**Your goal**
Copy out the part of the listing below that runs from the line containing "Task: Where can the young" through the end of the listing, both ends included, keeping each line unchanged.

Begin Stored rows

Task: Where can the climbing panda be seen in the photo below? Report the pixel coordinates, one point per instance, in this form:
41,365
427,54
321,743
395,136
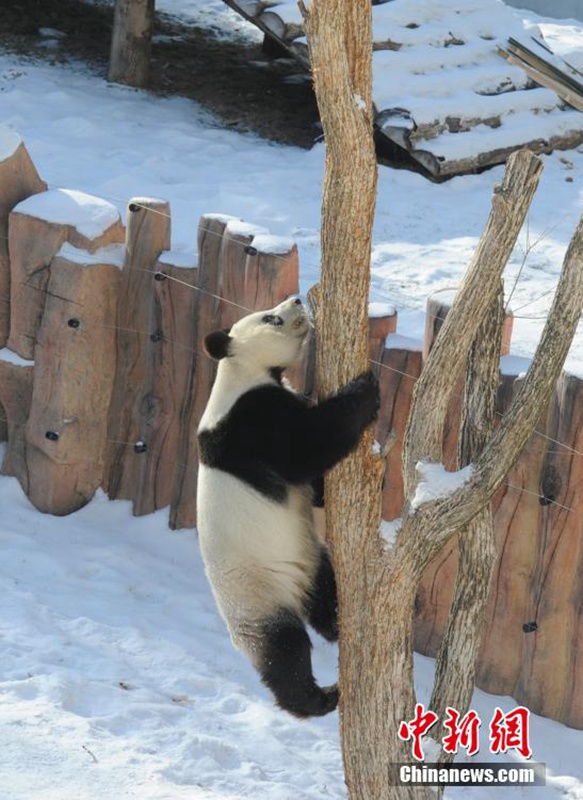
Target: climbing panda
262,449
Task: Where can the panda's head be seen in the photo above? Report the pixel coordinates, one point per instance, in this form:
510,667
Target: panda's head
263,340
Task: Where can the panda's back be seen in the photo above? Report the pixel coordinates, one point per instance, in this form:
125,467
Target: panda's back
259,553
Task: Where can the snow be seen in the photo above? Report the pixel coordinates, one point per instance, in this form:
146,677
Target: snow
9,142
176,259
435,482
110,254
272,245
90,215
117,676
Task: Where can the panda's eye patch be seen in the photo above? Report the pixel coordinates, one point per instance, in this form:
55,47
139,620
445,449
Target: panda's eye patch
271,319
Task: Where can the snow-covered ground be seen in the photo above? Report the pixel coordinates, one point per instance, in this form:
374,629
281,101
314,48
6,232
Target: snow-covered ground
117,678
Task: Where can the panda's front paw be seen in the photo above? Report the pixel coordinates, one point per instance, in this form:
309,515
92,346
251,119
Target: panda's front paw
366,388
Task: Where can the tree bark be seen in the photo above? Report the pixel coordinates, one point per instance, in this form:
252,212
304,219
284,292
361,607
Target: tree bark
340,42
511,200
131,43
457,657
376,582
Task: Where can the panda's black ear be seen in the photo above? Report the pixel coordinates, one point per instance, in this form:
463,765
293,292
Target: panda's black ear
217,344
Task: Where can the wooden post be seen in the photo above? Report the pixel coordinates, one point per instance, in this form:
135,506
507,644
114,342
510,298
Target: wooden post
73,378
552,676
18,180
37,229
516,524
172,358
15,395
131,42
133,409
206,309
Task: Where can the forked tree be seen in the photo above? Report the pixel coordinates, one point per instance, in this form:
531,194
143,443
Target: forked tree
377,581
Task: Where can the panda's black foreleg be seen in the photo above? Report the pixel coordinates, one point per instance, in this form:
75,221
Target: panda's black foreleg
286,668
322,602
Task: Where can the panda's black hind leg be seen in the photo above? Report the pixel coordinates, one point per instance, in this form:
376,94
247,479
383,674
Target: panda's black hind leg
322,602
286,668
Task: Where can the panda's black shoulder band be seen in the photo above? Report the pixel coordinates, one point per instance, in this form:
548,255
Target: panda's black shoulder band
217,344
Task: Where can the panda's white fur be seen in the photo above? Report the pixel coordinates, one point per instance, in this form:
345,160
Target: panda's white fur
250,571
262,450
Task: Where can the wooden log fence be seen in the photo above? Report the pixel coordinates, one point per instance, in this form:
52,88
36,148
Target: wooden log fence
104,380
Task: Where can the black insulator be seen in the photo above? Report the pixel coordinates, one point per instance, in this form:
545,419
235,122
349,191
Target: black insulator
530,627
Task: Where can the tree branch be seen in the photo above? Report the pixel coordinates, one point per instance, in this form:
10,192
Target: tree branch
436,521
510,203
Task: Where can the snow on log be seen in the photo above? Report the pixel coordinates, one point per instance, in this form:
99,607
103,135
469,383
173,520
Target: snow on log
37,228
18,180
66,431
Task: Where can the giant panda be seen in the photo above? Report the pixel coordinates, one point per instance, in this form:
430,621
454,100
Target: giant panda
262,449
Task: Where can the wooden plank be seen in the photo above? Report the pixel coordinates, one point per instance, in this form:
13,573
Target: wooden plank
15,397
569,95
171,364
552,651
36,231
66,431
130,418
202,371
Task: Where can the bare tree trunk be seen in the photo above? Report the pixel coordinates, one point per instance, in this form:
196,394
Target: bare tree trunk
131,43
340,40
457,657
377,582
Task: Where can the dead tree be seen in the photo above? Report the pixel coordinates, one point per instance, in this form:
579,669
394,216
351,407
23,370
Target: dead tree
131,42
377,582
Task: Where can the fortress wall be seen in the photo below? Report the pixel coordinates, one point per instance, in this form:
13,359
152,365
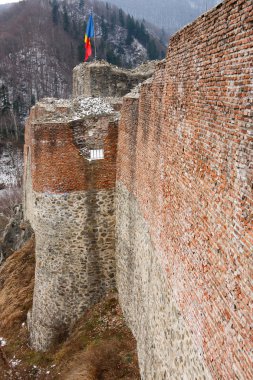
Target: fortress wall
70,203
184,203
102,79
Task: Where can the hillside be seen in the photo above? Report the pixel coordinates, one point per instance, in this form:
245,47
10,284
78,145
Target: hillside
100,345
41,41
171,15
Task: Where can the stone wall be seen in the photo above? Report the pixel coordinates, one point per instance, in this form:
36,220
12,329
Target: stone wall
184,203
69,200
102,79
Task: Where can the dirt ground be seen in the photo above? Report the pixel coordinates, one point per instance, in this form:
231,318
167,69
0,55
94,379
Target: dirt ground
100,346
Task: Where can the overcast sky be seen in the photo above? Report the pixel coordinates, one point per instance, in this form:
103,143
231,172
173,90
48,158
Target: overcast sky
8,1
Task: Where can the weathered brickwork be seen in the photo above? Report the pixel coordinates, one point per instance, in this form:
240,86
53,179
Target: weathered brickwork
165,346
185,158
75,261
102,79
69,200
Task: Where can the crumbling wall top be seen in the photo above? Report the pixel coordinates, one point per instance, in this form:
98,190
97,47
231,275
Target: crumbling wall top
101,79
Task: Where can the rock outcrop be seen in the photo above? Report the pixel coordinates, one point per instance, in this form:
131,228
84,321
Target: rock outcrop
172,175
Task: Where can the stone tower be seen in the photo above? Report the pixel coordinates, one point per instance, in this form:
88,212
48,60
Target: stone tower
70,174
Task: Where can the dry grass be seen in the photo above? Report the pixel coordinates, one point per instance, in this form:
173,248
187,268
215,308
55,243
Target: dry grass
16,288
100,346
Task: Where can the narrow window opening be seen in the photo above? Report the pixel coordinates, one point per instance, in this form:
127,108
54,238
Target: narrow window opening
96,154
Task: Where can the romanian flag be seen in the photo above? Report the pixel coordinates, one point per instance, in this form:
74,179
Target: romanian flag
89,33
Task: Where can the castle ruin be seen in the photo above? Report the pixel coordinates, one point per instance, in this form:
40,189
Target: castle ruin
153,197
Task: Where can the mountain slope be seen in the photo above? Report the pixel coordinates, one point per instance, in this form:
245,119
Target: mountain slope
41,41
168,14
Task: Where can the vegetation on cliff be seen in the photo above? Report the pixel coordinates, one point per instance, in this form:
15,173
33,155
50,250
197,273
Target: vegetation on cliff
100,346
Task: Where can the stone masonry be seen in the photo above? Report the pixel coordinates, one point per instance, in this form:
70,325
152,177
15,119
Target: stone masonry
171,195
69,200
102,79
184,203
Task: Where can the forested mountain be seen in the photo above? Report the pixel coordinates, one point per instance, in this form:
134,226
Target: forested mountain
170,15
42,40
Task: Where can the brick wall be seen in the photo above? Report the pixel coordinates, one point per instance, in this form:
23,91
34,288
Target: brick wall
102,79
69,201
185,156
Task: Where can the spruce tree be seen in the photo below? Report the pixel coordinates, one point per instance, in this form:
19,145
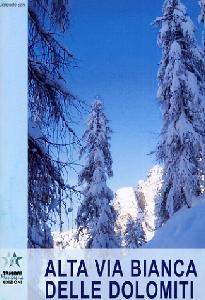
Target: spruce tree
202,19
180,93
51,134
95,218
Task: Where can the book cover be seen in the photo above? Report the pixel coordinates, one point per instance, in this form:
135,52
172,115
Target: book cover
102,149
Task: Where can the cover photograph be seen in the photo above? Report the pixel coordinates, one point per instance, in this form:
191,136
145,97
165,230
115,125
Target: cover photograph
102,149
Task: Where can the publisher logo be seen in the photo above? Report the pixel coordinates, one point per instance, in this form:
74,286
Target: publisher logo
12,274
10,261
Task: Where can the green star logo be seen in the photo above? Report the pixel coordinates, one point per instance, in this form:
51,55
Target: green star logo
11,260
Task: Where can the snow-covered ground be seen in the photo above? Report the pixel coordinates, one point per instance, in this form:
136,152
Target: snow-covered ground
186,229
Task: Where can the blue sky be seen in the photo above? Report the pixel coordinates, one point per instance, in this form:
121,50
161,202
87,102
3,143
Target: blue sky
117,56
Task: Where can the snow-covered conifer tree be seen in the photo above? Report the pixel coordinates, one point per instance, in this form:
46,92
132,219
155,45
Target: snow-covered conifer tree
202,19
180,93
51,134
96,216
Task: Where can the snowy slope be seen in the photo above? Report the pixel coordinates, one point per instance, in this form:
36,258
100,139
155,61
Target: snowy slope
186,229
140,204
148,192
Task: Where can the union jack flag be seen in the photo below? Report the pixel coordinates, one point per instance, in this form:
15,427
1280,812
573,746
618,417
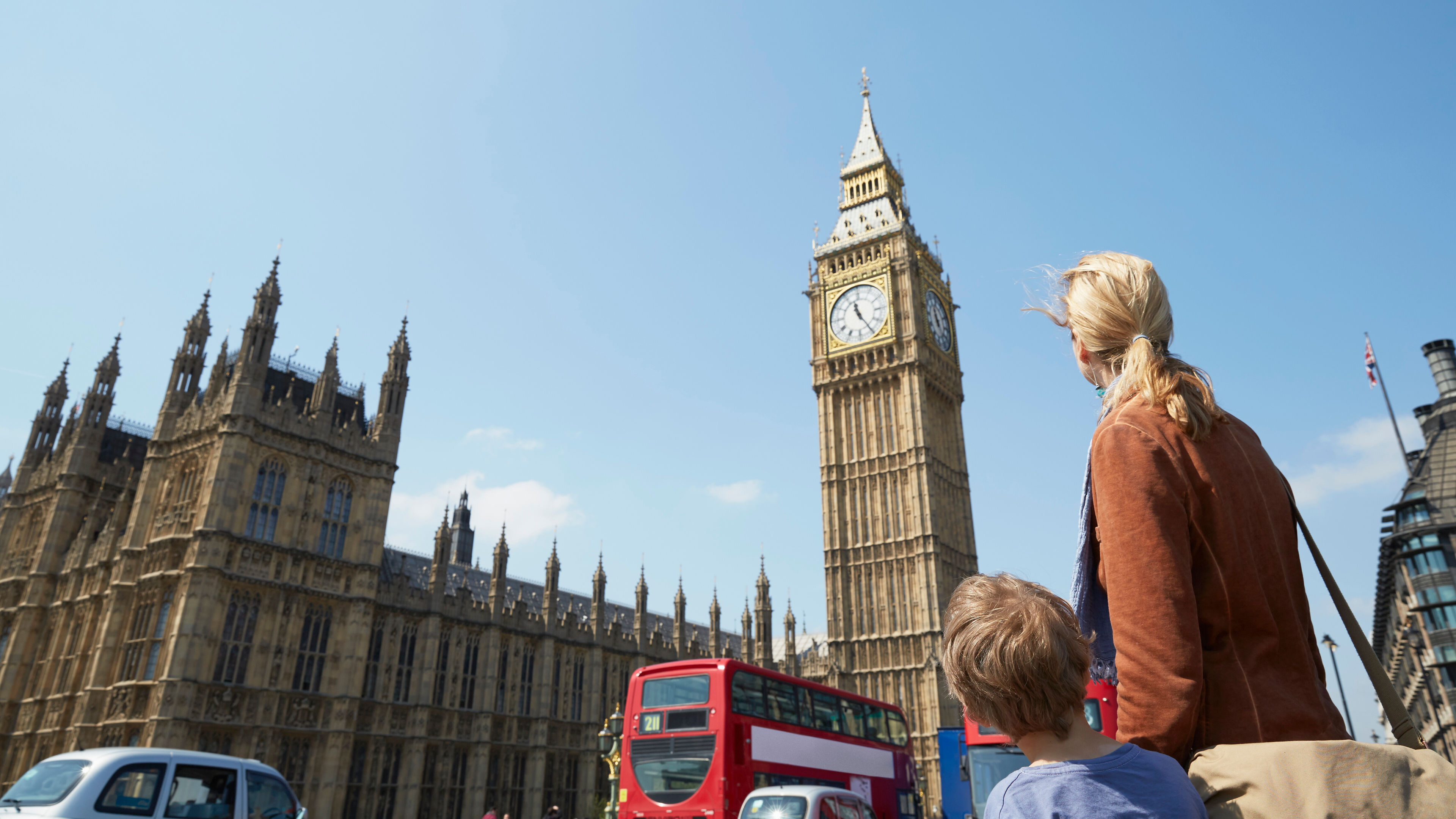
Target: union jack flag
1371,363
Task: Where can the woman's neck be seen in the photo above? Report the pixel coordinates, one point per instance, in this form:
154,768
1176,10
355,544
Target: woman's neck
1043,748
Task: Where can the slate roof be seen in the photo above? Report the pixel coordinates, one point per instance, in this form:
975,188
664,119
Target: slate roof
416,570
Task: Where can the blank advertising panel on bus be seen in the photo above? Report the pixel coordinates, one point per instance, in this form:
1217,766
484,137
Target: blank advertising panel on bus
701,735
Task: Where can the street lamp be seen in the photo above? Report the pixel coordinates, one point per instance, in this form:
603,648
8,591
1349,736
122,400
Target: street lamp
1331,645
609,742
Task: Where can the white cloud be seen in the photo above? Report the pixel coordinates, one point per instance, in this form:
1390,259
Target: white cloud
528,508
1359,455
501,436
743,492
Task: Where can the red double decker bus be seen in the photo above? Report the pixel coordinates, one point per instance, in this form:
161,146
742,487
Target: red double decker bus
700,735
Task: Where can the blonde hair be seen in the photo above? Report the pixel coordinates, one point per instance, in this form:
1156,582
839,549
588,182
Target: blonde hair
1117,308
1014,655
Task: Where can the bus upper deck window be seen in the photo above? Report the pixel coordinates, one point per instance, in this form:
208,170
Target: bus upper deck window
675,691
854,717
826,712
897,729
783,700
875,723
747,696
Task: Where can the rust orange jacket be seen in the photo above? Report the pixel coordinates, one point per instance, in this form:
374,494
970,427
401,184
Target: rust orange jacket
1197,553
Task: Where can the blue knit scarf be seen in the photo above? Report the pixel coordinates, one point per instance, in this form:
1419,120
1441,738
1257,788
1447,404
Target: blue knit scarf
1088,596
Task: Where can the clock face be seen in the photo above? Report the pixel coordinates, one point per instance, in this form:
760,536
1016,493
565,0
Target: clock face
858,314
940,323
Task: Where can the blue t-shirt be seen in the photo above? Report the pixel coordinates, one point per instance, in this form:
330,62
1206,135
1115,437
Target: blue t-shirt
1128,783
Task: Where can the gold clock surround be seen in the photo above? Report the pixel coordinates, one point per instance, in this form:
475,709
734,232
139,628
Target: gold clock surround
886,333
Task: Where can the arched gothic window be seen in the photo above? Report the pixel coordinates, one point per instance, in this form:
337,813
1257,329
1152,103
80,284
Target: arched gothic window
238,639
263,516
336,527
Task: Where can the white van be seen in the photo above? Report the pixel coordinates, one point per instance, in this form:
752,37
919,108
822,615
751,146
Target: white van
801,802
110,783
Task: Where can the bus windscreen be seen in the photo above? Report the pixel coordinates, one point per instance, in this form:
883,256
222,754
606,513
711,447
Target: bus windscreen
675,691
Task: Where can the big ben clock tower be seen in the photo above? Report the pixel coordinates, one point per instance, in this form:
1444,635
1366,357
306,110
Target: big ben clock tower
897,503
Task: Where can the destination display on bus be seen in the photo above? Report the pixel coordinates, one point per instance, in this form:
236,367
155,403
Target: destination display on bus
701,735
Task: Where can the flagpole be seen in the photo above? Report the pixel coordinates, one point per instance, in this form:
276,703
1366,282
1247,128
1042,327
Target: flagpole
1397,428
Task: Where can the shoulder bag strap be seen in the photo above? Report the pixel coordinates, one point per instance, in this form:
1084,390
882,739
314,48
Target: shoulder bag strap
1401,725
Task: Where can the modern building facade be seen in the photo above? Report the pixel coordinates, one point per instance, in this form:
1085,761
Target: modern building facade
894,484
222,582
1416,588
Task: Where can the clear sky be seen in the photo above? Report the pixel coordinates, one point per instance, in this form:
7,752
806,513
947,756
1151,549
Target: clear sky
601,219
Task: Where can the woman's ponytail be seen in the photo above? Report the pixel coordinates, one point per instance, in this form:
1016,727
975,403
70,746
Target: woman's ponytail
1117,307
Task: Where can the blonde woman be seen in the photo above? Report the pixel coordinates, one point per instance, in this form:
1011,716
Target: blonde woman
1189,573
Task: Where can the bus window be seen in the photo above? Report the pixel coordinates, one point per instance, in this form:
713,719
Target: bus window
670,770
675,691
897,729
747,696
875,723
854,719
826,712
783,701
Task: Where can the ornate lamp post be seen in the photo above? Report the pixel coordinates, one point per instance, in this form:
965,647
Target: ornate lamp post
609,742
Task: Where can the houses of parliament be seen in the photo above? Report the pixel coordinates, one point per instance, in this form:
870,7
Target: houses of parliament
220,581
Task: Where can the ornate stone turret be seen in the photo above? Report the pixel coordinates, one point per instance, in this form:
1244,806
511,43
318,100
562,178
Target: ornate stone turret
218,380
599,599
187,369
640,615
440,569
260,330
791,656
764,617
47,423
746,646
392,390
327,390
681,620
499,559
715,636
462,537
552,588
95,410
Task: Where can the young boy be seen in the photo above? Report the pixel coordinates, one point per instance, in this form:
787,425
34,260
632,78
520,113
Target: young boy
1015,659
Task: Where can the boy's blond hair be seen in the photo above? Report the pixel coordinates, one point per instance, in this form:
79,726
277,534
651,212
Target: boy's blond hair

End Stored rows

**Reply to the exercise**
Task: Where can the young boy be seen in the photo above? Report the pixel coordinates, one point per instance, in this form:
787,425
34,260
632,78
520,113
Target: young boy
1015,659
Task: Where can the boy's blond hair be seen in the photo above? Report the pixel coordinates, one point per instance, in this form:
79,726
277,534
651,212
Target: boy's blond hair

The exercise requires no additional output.